== Supplied text ==
·····

Combat Camera – from Auntie Beeb to the Afghan Front Line

May 2011, Afghanistan: Camp Bastion is under attack, the Sun’s Defence Editor is about to catch the wrong helicopter, and a famous TV war reporter is missing half his kit and wants his trainers back. Amid the chaos, Christian Hill is preparing to lead his Combat Camera Team on the British Army’s first big operation of the Helmand summer, inching through the IED-riddled fields of the notorious Green Zone, very probably getting shot at. A captain in the Media Operations Group, his job is to promote the war to the British media – and make it look like things are under control and getting better…

Combat CameraI’ve never been to war and I’ve never been to Afghanistan with a gun or a camera. Thankfully Christian Hill’s account of his tour in Afghanistan as a team leader for a Media Operations Group (MOG) in 2011 covers it nicely. The compact non-fiction book starts with Hill leaving university and wasting a decade in an action-free army stint followed by soul destroying gutter journalism and then ending up the ‘desolate wasteland’ of local BBC Radio. More or less on a whim he applies for and soon joins the Territorial Army’s PR team and with an endearing ambivalence is sent off to Afghanistan for four months.

By the time Hill gets out there his job is to report positive stories of British troops working with the Afghan people to rebuild the country. It’s a bizarrely conflicted role – confronted with the day to day reality of soldiers getting their limbs blown off by IEDs and distant clashes with the Taliban, the only stories they can report are puff pieces about training the Afghan police and army. The resulting real experience of being over there is all the more interesting because of it.

As I started reading Combat Camera I found myself expecting that Hill would follow some Apocalypse Now immersion, have his personality destroyed and rebuilt into a warrior. It’s possible I read too much fiction; the beginning of the book reminded me strongly of Germline (by T.C. McCarthy) and weirdly set up my expectations. Instead Hill’s tour is full of boredom, the strange anxious stress of being near combat and desperately spinning minor good news stories into floggable media products.

·····

== Task set ==
**A.** According to the Combat Camera review above, how long was Hill sent to Afghanistan?
**B.** Rewrite the paragraph of the Combat Camera review that begins "By the time Hill gets out there" more briefly, keeping its main facts.

== Material ==
·····

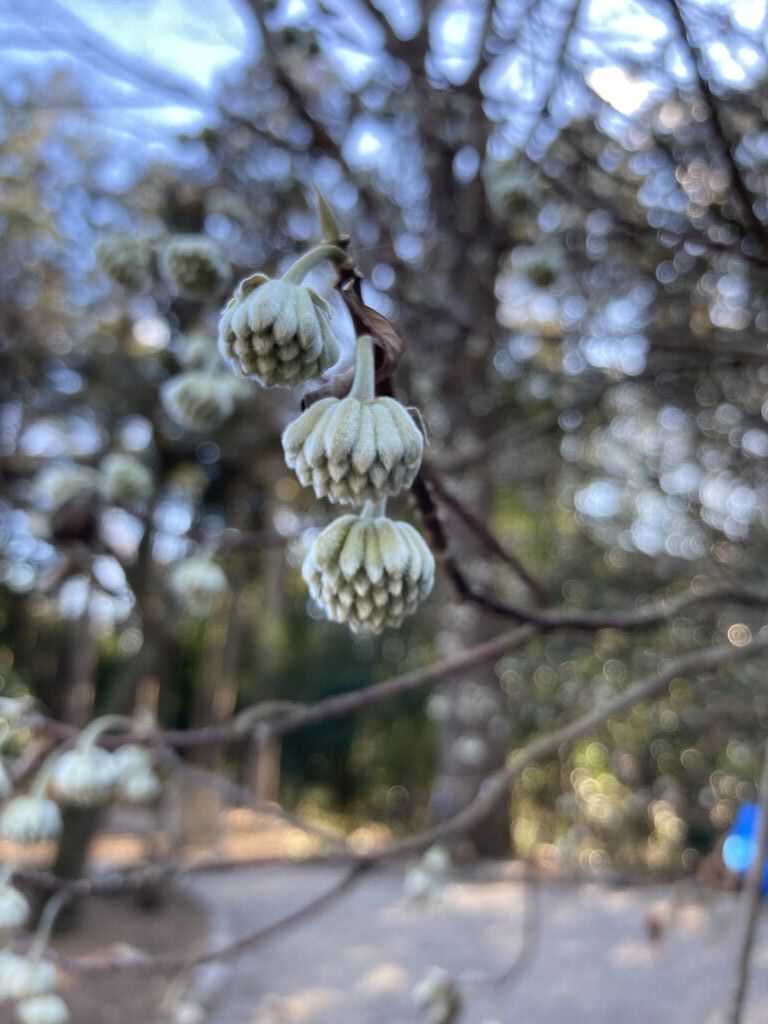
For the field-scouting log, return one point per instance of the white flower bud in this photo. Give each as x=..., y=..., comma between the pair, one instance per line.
x=55, y=484
x=125, y=259
x=49, y=1009
x=278, y=332
x=14, y=909
x=369, y=571
x=437, y=996
x=84, y=776
x=470, y=751
x=136, y=782
x=30, y=819
x=193, y=265
x=25, y=977
x=198, y=583
x=198, y=401
x=542, y=264
x=125, y=479
x=139, y=787
x=356, y=449
x=198, y=351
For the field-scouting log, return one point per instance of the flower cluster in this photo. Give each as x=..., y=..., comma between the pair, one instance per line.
x=365, y=568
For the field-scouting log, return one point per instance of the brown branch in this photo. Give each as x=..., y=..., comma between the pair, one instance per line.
x=751, y=901
x=481, y=531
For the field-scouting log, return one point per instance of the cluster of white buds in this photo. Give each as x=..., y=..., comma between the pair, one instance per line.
x=278, y=331
x=88, y=775
x=194, y=267
x=31, y=818
x=125, y=480
x=438, y=997
x=198, y=583
x=30, y=980
x=425, y=879
x=136, y=781
x=542, y=264
x=355, y=449
x=369, y=570
x=14, y=908
x=125, y=259
x=198, y=400
x=366, y=569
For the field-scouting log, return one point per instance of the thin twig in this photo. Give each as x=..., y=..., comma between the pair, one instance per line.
x=751, y=901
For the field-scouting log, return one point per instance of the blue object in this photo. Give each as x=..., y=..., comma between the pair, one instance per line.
x=740, y=847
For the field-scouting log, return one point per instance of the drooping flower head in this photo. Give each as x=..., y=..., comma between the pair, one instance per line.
x=278, y=331
x=369, y=570
x=30, y=819
x=355, y=449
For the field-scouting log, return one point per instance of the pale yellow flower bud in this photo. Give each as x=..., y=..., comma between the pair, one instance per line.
x=369, y=570
x=356, y=449
x=125, y=259
x=198, y=583
x=193, y=266
x=125, y=479
x=198, y=401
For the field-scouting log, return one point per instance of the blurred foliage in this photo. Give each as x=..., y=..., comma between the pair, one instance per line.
x=583, y=296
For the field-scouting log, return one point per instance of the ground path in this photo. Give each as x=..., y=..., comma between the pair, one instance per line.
x=355, y=962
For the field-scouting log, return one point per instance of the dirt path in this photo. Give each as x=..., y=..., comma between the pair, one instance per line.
x=355, y=962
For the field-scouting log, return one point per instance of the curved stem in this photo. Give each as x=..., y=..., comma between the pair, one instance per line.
x=104, y=724
x=364, y=385
x=298, y=270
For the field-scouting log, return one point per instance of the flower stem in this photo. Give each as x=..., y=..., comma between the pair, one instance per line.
x=298, y=270
x=374, y=510
x=364, y=385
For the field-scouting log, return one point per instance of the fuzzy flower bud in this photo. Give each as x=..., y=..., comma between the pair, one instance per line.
x=84, y=776
x=136, y=782
x=25, y=977
x=193, y=266
x=356, y=449
x=125, y=259
x=198, y=400
x=369, y=570
x=55, y=484
x=438, y=997
x=125, y=479
x=14, y=909
x=30, y=819
x=198, y=351
x=49, y=1009
x=198, y=583
x=6, y=785
x=279, y=331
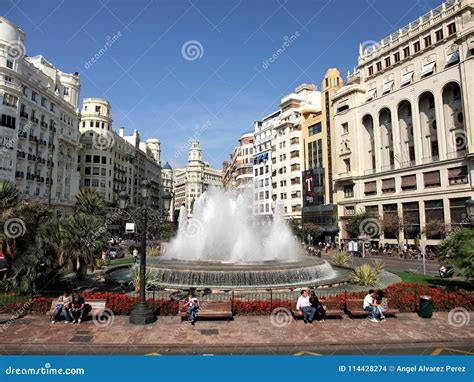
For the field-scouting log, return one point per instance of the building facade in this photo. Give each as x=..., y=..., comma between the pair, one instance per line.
x=288, y=149
x=194, y=179
x=106, y=161
x=404, y=121
x=39, y=137
x=262, y=166
x=319, y=196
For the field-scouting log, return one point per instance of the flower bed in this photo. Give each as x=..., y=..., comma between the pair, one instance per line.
x=403, y=296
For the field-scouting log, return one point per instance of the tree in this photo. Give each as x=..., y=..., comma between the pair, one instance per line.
x=457, y=249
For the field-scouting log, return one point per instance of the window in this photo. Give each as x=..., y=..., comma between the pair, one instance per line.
x=370, y=188
x=451, y=29
x=388, y=185
x=431, y=179
x=409, y=182
x=458, y=175
x=406, y=52
x=427, y=41
x=349, y=191
x=314, y=129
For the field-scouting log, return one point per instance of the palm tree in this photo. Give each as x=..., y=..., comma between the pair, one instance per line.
x=90, y=202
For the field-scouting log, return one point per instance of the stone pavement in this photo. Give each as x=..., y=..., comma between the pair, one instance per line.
x=35, y=335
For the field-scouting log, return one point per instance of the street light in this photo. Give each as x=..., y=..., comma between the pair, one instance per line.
x=142, y=314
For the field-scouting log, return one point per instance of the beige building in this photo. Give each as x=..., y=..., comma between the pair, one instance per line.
x=287, y=149
x=39, y=136
x=404, y=127
x=194, y=179
x=317, y=125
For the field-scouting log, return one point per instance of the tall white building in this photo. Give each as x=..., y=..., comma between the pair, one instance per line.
x=405, y=136
x=39, y=137
x=288, y=159
x=106, y=160
x=194, y=179
x=262, y=166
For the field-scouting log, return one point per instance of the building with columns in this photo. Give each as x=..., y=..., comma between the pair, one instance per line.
x=404, y=127
x=39, y=136
x=317, y=124
x=191, y=181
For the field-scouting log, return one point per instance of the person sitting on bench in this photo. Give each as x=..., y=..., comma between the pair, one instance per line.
x=78, y=307
x=191, y=307
x=371, y=306
x=62, y=305
x=304, y=306
x=320, y=314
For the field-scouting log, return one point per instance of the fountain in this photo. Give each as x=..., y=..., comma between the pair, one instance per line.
x=223, y=246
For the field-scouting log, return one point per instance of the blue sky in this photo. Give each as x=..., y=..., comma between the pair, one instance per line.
x=166, y=92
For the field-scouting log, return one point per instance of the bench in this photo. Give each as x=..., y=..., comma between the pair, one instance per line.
x=94, y=308
x=354, y=308
x=209, y=309
x=333, y=309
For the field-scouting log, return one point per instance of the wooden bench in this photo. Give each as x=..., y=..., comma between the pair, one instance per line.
x=333, y=309
x=94, y=308
x=354, y=309
x=209, y=309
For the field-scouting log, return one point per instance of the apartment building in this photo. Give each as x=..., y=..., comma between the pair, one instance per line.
x=39, y=137
x=317, y=125
x=287, y=149
x=404, y=127
x=262, y=166
x=191, y=181
x=106, y=161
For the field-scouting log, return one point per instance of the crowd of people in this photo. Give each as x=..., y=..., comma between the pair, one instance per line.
x=72, y=307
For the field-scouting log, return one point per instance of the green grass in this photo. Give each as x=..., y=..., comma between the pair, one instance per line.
x=433, y=281
x=123, y=261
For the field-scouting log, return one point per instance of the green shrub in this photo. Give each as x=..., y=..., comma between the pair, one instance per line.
x=341, y=258
x=365, y=275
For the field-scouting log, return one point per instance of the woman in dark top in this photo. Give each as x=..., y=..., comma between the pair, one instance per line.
x=320, y=314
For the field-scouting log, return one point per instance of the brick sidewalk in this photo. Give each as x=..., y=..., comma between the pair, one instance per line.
x=35, y=332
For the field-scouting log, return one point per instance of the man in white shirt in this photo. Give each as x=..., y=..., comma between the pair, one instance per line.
x=304, y=306
x=370, y=306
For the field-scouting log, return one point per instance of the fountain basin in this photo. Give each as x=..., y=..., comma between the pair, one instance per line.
x=307, y=271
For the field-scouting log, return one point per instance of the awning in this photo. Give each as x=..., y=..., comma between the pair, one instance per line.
x=407, y=78
x=457, y=171
x=431, y=178
x=428, y=68
x=370, y=187
x=371, y=94
x=452, y=58
x=408, y=181
x=387, y=86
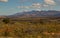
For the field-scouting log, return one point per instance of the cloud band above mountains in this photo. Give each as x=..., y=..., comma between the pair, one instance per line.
x=3, y=0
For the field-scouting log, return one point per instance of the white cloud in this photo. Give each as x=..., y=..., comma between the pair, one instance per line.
x=3, y=0
x=34, y=5
x=50, y=2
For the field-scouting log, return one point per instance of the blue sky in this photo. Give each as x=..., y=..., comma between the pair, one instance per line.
x=8, y=7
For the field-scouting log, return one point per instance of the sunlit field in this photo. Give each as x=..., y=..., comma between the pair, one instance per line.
x=29, y=28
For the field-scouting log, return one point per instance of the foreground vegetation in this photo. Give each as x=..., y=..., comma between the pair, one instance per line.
x=43, y=28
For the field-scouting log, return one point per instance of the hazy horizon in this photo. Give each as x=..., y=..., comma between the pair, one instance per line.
x=9, y=7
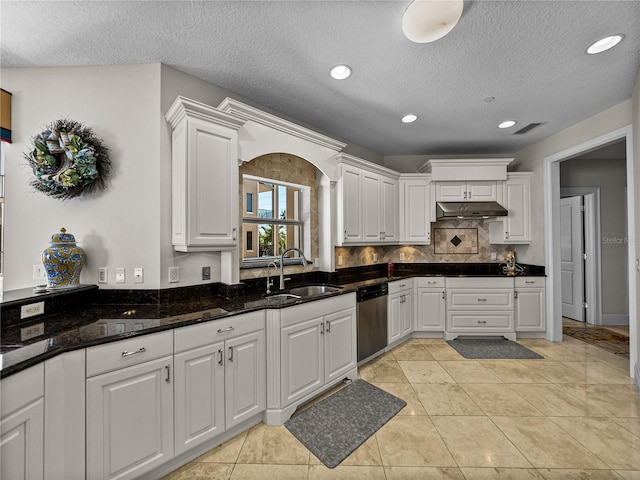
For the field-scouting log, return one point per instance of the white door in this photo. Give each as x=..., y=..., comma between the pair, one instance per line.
x=245, y=377
x=198, y=396
x=571, y=255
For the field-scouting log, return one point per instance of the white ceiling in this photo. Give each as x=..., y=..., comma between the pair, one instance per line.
x=529, y=55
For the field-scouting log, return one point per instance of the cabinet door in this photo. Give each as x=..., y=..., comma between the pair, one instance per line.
x=431, y=310
x=352, y=204
x=302, y=364
x=482, y=191
x=407, y=313
x=340, y=344
x=371, y=208
x=416, y=214
x=213, y=180
x=22, y=442
x=530, y=310
x=395, y=317
x=389, y=209
x=451, y=191
x=130, y=420
x=518, y=202
x=245, y=377
x=198, y=396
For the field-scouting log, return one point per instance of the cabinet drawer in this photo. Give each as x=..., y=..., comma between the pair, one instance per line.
x=125, y=353
x=480, y=321
x=480, y=299
x=206, y=333
x=400, y=285
x=430, y=282
x=529, y=282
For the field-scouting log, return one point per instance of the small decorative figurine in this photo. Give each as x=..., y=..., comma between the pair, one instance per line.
x=63, y=261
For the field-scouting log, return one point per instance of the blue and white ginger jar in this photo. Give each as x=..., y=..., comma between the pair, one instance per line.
x=63, y=261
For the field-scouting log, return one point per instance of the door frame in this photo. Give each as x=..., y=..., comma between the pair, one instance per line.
x=592, y=247
x=552, y=239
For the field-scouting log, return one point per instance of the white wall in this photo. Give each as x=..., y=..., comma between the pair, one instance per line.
x=531, y=159
x=117, y=227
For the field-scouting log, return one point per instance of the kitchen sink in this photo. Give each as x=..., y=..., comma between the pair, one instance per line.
x=313, y=290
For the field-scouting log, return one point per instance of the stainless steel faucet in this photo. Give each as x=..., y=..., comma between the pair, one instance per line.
x=302, y=259
x=269, y=281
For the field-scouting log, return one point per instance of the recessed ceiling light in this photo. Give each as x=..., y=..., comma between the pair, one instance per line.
x=605, y=44
x=340, y=72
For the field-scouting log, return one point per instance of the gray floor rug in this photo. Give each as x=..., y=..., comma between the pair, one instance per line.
x=336, y=426
x=493, y=347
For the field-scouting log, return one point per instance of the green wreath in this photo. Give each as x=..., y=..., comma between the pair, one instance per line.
x=68, y=160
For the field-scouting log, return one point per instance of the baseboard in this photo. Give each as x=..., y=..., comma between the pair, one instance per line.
x=615, y=319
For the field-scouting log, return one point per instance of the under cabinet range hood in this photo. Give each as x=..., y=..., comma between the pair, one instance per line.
x=446, y=210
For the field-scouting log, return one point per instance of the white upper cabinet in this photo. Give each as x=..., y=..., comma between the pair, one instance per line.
x=367, y=203
x=515, y=228
x=485, y=191
x=204, y=176
x=416, y=209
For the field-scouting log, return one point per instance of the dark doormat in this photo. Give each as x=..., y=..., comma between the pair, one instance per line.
x=491, y=348
x=335, y=427
x=600, y=337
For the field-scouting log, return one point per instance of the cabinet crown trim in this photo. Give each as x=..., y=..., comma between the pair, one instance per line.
x=249, y=113
x=184, y=107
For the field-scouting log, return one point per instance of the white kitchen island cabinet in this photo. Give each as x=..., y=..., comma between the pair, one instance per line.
x=220, y=377
x=530, y=304
x=400, y=308
x=129, y=406
x=431, y=304
x=480, y=306
x=204, y=176
x=311, y=347
x=22, y=425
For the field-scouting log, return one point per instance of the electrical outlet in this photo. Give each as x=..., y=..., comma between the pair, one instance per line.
x=103, y=276
x=206, y=273
x=38, y=273
x=31, y=310
x=138, y=275
x=120, y=275
x=174, y=274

·····

== Problem solutions ==
**A.** Four months.

**B.** Hill's job in Afghanistan was to report positive stories about British troops helping Afghans rebuild their country. The role was conflicted: soldiers were losing limbs to IEDs and clashing with the Taliban, yet the only stories allowed were puff pieces about training Afghan police and army. That conflict makes his real experience there all the more interesting.